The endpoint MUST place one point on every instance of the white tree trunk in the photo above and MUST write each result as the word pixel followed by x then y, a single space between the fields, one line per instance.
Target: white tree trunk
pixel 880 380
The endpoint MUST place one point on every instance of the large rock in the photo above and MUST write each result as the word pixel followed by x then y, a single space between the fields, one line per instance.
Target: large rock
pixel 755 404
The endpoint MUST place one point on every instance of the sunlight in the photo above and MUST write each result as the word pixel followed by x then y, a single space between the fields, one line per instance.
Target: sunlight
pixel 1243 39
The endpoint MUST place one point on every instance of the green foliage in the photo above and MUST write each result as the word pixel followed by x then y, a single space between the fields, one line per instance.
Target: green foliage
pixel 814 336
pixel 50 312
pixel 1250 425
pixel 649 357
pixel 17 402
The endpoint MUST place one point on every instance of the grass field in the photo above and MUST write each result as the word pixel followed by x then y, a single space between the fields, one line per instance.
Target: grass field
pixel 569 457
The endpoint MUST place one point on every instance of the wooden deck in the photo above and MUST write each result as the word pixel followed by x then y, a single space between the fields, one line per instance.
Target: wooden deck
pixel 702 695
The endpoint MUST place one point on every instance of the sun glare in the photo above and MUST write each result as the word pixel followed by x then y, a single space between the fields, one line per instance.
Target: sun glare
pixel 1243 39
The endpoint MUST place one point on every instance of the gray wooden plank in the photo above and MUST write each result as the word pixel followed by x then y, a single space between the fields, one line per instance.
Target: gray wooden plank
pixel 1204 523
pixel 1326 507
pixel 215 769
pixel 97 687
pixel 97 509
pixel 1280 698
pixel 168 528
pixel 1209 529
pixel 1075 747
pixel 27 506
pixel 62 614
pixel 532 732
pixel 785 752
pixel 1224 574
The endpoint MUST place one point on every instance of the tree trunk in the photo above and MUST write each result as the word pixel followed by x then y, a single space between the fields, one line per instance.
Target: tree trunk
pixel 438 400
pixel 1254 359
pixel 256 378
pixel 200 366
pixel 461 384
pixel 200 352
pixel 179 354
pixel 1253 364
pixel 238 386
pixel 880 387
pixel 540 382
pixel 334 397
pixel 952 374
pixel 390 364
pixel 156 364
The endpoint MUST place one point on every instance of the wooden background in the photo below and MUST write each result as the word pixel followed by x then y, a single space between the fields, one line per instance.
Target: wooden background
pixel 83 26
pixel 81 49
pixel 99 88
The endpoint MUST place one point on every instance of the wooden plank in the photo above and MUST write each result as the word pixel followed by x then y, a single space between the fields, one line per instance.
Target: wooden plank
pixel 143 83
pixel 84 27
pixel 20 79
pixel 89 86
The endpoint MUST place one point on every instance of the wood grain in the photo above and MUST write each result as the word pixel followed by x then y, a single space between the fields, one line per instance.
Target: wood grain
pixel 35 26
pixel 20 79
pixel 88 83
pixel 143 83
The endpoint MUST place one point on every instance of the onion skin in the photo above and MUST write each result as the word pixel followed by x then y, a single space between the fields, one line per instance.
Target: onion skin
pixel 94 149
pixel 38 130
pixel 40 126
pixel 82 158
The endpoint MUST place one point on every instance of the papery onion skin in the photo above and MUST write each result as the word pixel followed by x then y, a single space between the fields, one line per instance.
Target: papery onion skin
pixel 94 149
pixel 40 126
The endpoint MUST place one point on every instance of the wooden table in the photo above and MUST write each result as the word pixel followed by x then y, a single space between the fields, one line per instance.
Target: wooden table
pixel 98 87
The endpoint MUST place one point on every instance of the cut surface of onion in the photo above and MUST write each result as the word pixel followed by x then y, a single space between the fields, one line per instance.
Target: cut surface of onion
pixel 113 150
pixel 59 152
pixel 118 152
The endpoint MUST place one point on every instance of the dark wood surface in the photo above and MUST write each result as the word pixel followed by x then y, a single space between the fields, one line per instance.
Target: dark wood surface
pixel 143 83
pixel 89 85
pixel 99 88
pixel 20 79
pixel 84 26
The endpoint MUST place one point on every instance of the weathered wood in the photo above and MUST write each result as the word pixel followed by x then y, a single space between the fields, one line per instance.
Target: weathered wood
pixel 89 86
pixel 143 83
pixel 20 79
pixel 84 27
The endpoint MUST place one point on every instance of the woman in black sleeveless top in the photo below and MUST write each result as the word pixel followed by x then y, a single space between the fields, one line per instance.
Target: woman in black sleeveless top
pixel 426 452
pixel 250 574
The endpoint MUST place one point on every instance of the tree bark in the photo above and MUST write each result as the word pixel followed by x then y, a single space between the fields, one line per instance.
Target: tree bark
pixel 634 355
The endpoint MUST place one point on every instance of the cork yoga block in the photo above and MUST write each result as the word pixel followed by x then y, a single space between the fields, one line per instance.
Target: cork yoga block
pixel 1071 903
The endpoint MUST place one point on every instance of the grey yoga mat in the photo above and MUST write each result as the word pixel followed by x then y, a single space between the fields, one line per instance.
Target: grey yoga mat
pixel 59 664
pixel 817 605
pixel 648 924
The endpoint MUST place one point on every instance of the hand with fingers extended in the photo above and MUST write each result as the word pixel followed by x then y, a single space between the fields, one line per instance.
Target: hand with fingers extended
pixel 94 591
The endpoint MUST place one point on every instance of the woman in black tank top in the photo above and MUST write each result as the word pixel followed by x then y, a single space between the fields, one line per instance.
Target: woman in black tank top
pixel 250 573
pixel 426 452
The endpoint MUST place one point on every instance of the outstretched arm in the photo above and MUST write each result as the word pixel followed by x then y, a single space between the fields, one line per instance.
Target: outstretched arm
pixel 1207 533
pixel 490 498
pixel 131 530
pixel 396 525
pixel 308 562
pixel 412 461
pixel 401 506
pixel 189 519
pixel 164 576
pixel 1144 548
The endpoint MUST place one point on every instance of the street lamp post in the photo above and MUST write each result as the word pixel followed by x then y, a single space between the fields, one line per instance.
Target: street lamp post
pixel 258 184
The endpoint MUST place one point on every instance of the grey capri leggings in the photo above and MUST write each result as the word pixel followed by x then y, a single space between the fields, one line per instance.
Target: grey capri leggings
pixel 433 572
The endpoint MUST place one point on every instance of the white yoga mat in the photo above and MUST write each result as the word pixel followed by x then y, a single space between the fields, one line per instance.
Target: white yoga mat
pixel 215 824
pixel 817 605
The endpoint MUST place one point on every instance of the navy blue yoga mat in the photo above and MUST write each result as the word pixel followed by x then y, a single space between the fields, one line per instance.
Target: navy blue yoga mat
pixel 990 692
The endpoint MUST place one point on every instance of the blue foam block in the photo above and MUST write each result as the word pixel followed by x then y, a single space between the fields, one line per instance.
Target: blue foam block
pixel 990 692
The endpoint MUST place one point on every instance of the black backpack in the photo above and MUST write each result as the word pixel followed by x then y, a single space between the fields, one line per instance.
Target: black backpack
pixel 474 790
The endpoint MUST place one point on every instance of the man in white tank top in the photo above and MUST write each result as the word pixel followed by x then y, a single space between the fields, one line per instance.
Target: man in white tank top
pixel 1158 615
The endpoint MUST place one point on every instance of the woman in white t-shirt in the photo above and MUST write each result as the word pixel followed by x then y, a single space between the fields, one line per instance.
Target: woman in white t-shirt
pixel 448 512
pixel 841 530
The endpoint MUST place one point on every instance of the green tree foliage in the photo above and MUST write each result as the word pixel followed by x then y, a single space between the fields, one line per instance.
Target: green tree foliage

Work instructions: An exact copy of all the records above is the required answer.

Your solution:
The endpoint MUST place one point on every instance of the white tree trunk in the photo above and MUST write each result as the word pixel followed by x then y, a single space between the fields, one line per instance.
Target: white tree trunk
pixel 880 380
The endpoint MUST place one point on every instance of the large rock in the photo above and MUST write each result as the word pixel followed by x then y, a single space between the fields, one line per instance.
Target: large rock
pixel 755 404
The endpoint MUST place one point on every instance of the sunlight in the photo above and MUST write each result as the word pixel followed by x then y, a single space between the fields, one line per instance.
Target: sunlight
pixel 1243 39
The endpoint MUST place one point on every instance of the green foliage in the photo above and MUST write each result as the word pixel followed by x then y, a single space between the fields, one line per instance.
Target: green foliage
pixel 814 336
pixel 50 312
pixel 1250 425
pixel 649 357
pixel 17 402
The endpoint MUST place one point on every instance of the grass field in the photo above and MUST write each result as the word pixel followed by x then y, a single space between the fields, one line per instance.
Target: grass field
pixel 569 457
The endpoint MUST place one point on every instance of the wooden deck in the photo above and MUST write each result as the word pixel followed by x then y, a single space between the fields, one line per instance.
Target: wooden deck
pixel 702 695
The endpoint MUST place one point on every instance of the sun glare in the photo above and MUST write each result as the word pixel followed by x then y, a single space between the fields, one line per instance.
Target: sun glare
pixel 1243 39
The endpoint MUST place one point on every instance of the gray wooden plank in the photo above and MUST write each result as the word pixel followed by x then y, a single space between the fields, one line per instance.
Target: gray wooden plank
pixel 1204 523
pixel 1326 507
pixel 215 769
pixel 97 687
pixel 97 509
pixel 1280 698
pixel 168 528
pixel 1209 529
pixel 1075 747
pixel 27 506
pixel 62 614
pixel 532 732
pixel 785 752
pixel 1224 574
The endpoint MUST place one point on every instance of the tree trunk in the photo above and MUST write each result as the word pixel followed by x then y, a single space between the fields, one line per instance.
Target: tree trunk
pixel 438 400
pixel 1254 359
pixel 256 378
pixel 200 366
pixel 461 384
pixel 200 352
pixel 179 354
pixel 1253 364
pixel 238 386
pixel 880 387
pixel 540 382
pixel 334 397
pixel 952 374
pixel 390 364
pixel 156 364
The endpoint MUST place one point on every instance of the wooden background in the photo below and MUST write each result as the word pixel followed by x then y, a single space between the fields, one line per instance.
Target: wooden background
pixel 83 26
pixel 81 49
pixel 99 88
The endpoint MUST place one point on every instance of the wooden plank in the photo above and MUST write each result as the word pixel followed by x then y, a single space between the fields, one line per instance.
Target: wooden plank
pixel 143 83
pixel 84 27
pixel 20 79
pixel 89 86
The endpoint MUST place one point on every instance of the wood grain in the photo above and MUST write each result as the word pixel followed by x then y, a single space between the fields, one line per instance.
Target: wood grain
pixel 35 26
pixel 20 79
pixel 88 83
pixel 143 83
The endpoint MUST place one point on every instance of the onion skin in the photo above and MUST write each result as the word pixel followed by x then y, a single space between the fields, one line per instance.
Target: onion skin
pixel 94 149
pixel 38 130
pixel 40 126
pixel 82 158
The endpoint MUST place one point on every instance of the papery onion skin in the photo above and MUST write each result as the word pixel followed by x then y, a single space between the fields, one line per instance.
Target: papery onion skin
pixel 94 149
pixel 40 126
The endpoint MUST place one point on every instance of the wooden table in the photo above and MUST write each result as the word pixel followed by x then y, a single space between the fields, one line per instance.
Target: wooden table
pixel 98 87
The endpoint MUST place one point on every instance of the cut surface of onion in the photo above and MUST write each result as the word pixel followed by x then y, a single space between the fields, one line per instance.
Target: cut surface of onion
pixel 113 150
pixel 59 152
pixel 118 152
The endpoint MUST place one point on every instance of the dark wood surface in the photo above and MUST write each result as the word pixel followed by x then y, a single space between the fields, one line per instance.
Target: dark wood surface
pixel 143 83
pixel 89 85
pixel 99 88
pixel 20 79
pixel 84 26
The endpoint MUST place one point on every instance of the weathered wood in the photo above and MUST write each result as the word pixel followed by x then y, a single space between the fields, one line per instance.
Target: weathered wood
pixel 89 86
pixel 143 83
pixel 20 79
pixel 84 27
The endpoint MUST place one point on every instance of the woman in black sleeveless top in the photo below and MUST write each result as the word pixel followed by x then y, a single space between the fields, one line per instance.
Target: woman in black sleeveless top
pixel 426 452
pixel 250 574
The endpoint MUST place one point on every instance of the tree bark in the photo above and MUST write each result as the word pixel followed by x then y, a single space between the fields, one line per instance.
Target: tree bark
pixel 634 355
The endpoint MUST place one point on every instance of the cork yoga block in the photo above and MUST write each result as the word pixel followed by x then y, a single space between the fields, one line per instance.
Target: cork yoga block
pixel 1071 903
The endpoint MUST place one point on every instance of the grey yoga mat in the photo above and MUST write each result as the word pixel followed by x then y, a single space between the fields, one line per instance.
Target: grey yoga mat
pixel 59 664
pixel 817 605
pixel 648 924
The endpoint MUST place one point on every instance of the hand with fingers extended in the photo above and MUST write each result as the word pixel followed by x then y, a single space between the fields, one line per instance.
Target: hand with fingers extended
pixel 94 591
The endpoint MUST place one point on every instance of the woman in black tank top in the photo above and MUST write each result as the word pixel followed by x then y, a single space between the fields, one line per instance.
Target: woman in black tank top
pixel 250 573
pixel 426 452
The endpoint MUST place one point on every instance of the outstretched arm in the photo above and MUST write each result as the word pixel followed by x then y, a single space between the fields, one line per instance.
Target: outstretched arm
pixel 1207 533
pixel 490 498
pixel 131 530
pixel 396 525
pixel 308 562
pixel 412 461
pixel 401 506
pixel 189 519
pixel 164 576
pixel 1144 548
The endpoint MUST place one point on every instance of the street lamp post in the photo above and MUST write each result as the word pixel followed by x then y, a single space between the fields, one line per instance.
Target: street lamp post
pixel 258 184
The endpoint MUST place one point on every instance of the grey capri leggings in the photo above and MUST write each result as the word pixel followed by x then y, a single space between the fields, one line per instance.
Target: grey capri leggings
pixel 433 572
The endpoint MUST place one point on every instance of the white yoga mat in the photo above and MUST write each result as the word pixel followed by x then y, a single space between the fields, one line per instance.
Target: white yoga mat
pixel 215 824
pixel 817 605
The endpoint MUST place one point on every instance of the navy blue yoga mat in the photo above and MUST write each result as the word pixel followed by x then y, a single space between the fields, one line per instance.
Target: navy blue yoga mat
pixel 990 692
The endpoint MUST place one point on every instance of the blue foam block in the photo above and MUST write each result as the word pixel followed by x then y, a single space between the fields, one line per instance.
Target: blue foam block
pixel 990 692
The endpoint MUST place one point on every instance of the black backpack in the photo above and MUST write each result as the word pixel followed by x then y, a single space between the fields, one line per instance.
Target: black backpack
pixel 474 790
The endpoint MUST place one point on every instance of the man in white tank top in the photo above and MUST write each result as the word pixel followed by x then y, a single space between the fields, one line per instance.
Target: man in white tank top
pixel 1158 615
The endpoint MUST place one point on every instance of the woman in white t-shirt in the photo above and MUST write each result as the word pixel followed by x then y, a single space between the fields, one line per instance.
Target: woman in white t-shirt
pixel 448 512
pixel 841 530
The endpoint MUST place one point on every instance of the green tree foliage in the photo above and MUST write each result as the word pixel followed by x then y, a single space between the fields, one line per instance.
Target: green tree foliage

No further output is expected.